Give all of the lines again, with nothing added or dropped.

** MATERIAL PROVIDED **
########
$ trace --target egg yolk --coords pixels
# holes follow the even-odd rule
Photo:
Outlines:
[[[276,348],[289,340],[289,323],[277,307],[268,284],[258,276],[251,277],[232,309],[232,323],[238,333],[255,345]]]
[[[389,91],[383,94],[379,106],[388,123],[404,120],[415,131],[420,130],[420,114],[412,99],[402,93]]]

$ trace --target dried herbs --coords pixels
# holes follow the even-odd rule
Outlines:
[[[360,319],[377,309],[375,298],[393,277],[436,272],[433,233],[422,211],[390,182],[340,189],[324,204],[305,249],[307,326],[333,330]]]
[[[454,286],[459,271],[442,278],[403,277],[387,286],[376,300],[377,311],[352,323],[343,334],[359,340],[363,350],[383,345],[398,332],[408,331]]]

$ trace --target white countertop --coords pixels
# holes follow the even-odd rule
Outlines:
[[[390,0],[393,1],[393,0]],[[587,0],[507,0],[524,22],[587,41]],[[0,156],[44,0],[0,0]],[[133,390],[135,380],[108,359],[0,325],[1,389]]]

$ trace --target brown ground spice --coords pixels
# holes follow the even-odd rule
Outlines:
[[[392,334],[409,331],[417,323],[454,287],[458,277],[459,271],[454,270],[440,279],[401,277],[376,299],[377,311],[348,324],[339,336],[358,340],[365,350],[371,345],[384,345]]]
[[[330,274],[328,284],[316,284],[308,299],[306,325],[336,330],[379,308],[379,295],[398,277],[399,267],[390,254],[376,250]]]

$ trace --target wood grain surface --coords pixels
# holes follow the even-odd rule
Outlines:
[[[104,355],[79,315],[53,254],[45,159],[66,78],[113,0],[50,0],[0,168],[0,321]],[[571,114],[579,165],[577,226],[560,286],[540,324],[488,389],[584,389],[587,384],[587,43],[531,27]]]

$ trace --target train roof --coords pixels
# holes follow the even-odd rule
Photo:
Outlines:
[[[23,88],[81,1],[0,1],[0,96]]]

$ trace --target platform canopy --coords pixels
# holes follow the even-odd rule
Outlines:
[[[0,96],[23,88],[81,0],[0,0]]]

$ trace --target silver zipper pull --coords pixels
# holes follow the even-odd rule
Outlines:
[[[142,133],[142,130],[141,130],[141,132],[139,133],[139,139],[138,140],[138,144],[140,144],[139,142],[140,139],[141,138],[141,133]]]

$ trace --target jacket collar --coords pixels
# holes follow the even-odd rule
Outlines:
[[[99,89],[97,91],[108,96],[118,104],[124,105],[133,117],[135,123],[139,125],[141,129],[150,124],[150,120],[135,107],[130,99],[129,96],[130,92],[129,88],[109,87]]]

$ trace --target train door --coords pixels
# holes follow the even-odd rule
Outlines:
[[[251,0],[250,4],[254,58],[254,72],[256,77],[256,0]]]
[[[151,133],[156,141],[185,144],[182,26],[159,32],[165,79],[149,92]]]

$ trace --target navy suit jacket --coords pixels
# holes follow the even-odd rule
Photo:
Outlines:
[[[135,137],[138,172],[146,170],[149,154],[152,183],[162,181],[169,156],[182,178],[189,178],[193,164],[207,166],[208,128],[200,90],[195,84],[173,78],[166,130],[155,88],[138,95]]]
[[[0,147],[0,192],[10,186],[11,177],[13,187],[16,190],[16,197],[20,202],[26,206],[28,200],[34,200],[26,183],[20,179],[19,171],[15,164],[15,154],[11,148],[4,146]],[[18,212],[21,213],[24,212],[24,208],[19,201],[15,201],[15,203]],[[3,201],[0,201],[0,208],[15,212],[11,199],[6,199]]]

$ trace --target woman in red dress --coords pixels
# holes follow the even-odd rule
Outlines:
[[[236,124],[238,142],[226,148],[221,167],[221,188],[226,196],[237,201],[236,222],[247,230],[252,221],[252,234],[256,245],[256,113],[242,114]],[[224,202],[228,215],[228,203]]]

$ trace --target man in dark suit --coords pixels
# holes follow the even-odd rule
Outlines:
########
** OUTPUT FOR THIS EXERCISE **
$ trace --target egg yolk --coords pixels
# holes follow the even-odd rule
Photo:
Outlines:
[[[276,348],[289,340],[289,323],[277,307],[268,284],[258,276],[251,277],[232,309],[232,323],[238,333],[255,345]]]
[[[389,91],[383,94],[379,106],[388,123],[404,120],[415,131],[420,130],[420,114],[412,99],[402,93]]]

$ trace --target dried herbs --coords pixels
# holes follow the even-odd rule
Outlines:
[[[360,319],[377,309],[375,298],[393,277],[436,272],[433,233],[422,211],[390,182],[340,189],[324,204],[305,249],[307,326],[333,330]]]
[[[454,286],[459,271],[442,278],[403,277],[387,286],[376,300],[377,311],[352,323],[343,334],[359,340],[363,350],[383,345],[398,332],[408,331]]]

$ trace --target white countertop --coords pixels
# holes follow the even-odd rule
Outlines:
[[[390,0],[393,1],[393,0]],[[587,0],[507,0],[524,22],[587,41]],[[0,156],[44,0],[0,0]],[[133,390],[135,380],[108,359],[0,325],[1,389]]]

$ trace --target brown ground spice --coords pixels
# holes follow the even-odd rule
Outlines:
[[[392,334],[409,331],[417,323],[454,287],[458,277],[459,271],[454,270],[440,279],[401,277],[376,299],[377,311],[348,324],[339,336],[358,340],[365,350],[371,345],[384,345]]]
[[[330,274],[328,284],[316,284],[308,299],[306,325],[336,330],[379,308],[379,295],[398,277],[399,267],[390,254],[376,250]]]

$ trace --target wood grain surface --coords pixels
# holes follow the even-odd rule
Outlines:
[[[104,355],[79,315],[53,254],[45,159],[66,78],[113,0],[50,0],[0,168],[0,321]],[[571,114],[579,165],[577,226],[560,286],[540,324],[488,389],[584,389],[587,384],[587,43],[531,27]]]

$ trace --target train roof --coords pixels
# holes follow the even-odd rule
Photo:
Outlines:
[[[23,88],[81,1],[0,1],[0,96]]]

$ trace --target platform canopy --coords pixels
# holes follow the even-odd rule
Outlines:
[[[0,96],[23,88],[81,0],[0,0]]]

$ trace --target silver zipper pull --coords pixels
# holes follow the even-odd rule
Outlines:
[[[142,133],[142,130],[141,130],[141,132],[139,133],[139,139],[138,140],[138,144],[140,144],[139,142],[140,139],[141,138],[141,133]]]

$ trace --target jacket collar --coords pixels
# holes follow the even-odd rule
Outlines:
[[[99,89],[97,91],[108,96],[118,104],[124,105],[133,117],[135,123],[139,125],[141,129],[150,124],[150,120],[135,107],[130,99],[129,96],[130,92],[129,88],[109,87]]]

$ trace --target train door --coords pixels
# holes follow the even-odd rule
Outlines:
[[[251,0],[250,4],[254,58],[254,72],[256,77],[256,0]]]
[[[151,133],[156,141],[185,144],[182,26],[159,32],[165,79],[149,92]]]

$ trace --target navy suit jacket --coords pixels
# holes follow the even-odd rule
Photo:
Outlines:
[[[135,137],[138,172],[146,170],[149,154],[152,183],[162,181],[169,156],[182,178],[189,178],[193,164],[207,166],[208,128],[200,90],[195,84],[173,78],[166,130],[155,88],[138,95]]]
[[[0,147],[0,192],[10,186],[11,177],[13,187],[16,190],[16,197],[20,202],[26,206],[28,200],[34,200],[26,183],[20,179],[19,171],[15,164],[15,154],[11,148],[4,146]],[[18,212],[21,213],[24,212],[24,208],[19,201],[15,201],[15,203]],[[3,201],[0,201],[0,208],[15,212],[11,199],[6,199]]]

$ trace --target woman in red dress --coords pixels
# holes follow the even-odd rule
Outlines:
[[[236,124],[238,142],[226,148],[221,167],[221,188],[226,196],[237,201],[236,222],[247,230],[252,221],[252,234],[256,245],[256,113],[242,114]],[[224,202],[228,215],[228,203]]]

$ trace --target man in dark suit --coords pixels
# holes follow the even-odd rule
Outlines:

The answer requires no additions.